* **Exercise details**
Copy each of the rows below word for word, without changing anything.

** BEGIN Material to process **

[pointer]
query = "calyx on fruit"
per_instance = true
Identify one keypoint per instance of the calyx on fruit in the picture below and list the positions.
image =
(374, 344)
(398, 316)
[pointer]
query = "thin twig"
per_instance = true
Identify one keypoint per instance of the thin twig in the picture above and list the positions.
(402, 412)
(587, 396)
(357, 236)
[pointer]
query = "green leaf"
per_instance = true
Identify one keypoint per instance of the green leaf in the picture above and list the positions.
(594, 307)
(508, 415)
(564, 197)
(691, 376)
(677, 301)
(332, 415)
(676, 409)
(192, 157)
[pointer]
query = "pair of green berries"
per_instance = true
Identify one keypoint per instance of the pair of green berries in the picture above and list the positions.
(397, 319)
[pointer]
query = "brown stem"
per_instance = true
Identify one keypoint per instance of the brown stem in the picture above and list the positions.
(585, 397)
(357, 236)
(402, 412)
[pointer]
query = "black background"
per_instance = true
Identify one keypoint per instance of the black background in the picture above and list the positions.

** END Material to process **

* **Final result**
[pointer]
query = "calyx on fruit"
per_instance = true
Identify one keypoint per instance of the calyx on fruit in the picture below and list the positions.
image =
(374, 344)
(398, 316)
[pointer]
query = "thin twig"
per_instance = true
Identify one keypoint per instance of the thin twig in the picture above and list the positions.
(402, 412)
(587, 396)
(357, 236)
[pointer]
query = "green leaf"
per_instance = true
Identify one keypoint per instance of the green leaf in the picture above and list the positions.
(594, 307)
(508, 415)
(564, 197)
(691, 376)
(677, 301)
(332, 415)
(676, 409)
(192, 157)
[pointer]
query = "pair of green berries"
per_instance = true
Identify one keypoint per instance of the pair of green berries in the picture above and list the positions.
(397, 319)
[pointer]
query = "brown stem"
per_instance = true
Identify one keypoint per instance of the brown stem in the picture above and list the positions.
(585, 397)
(357, 236)
(402, 412)
[pointer]
query = "black background"
per_instance = true
Identify one keypoint per instance of the black background in the picture above and list the positions.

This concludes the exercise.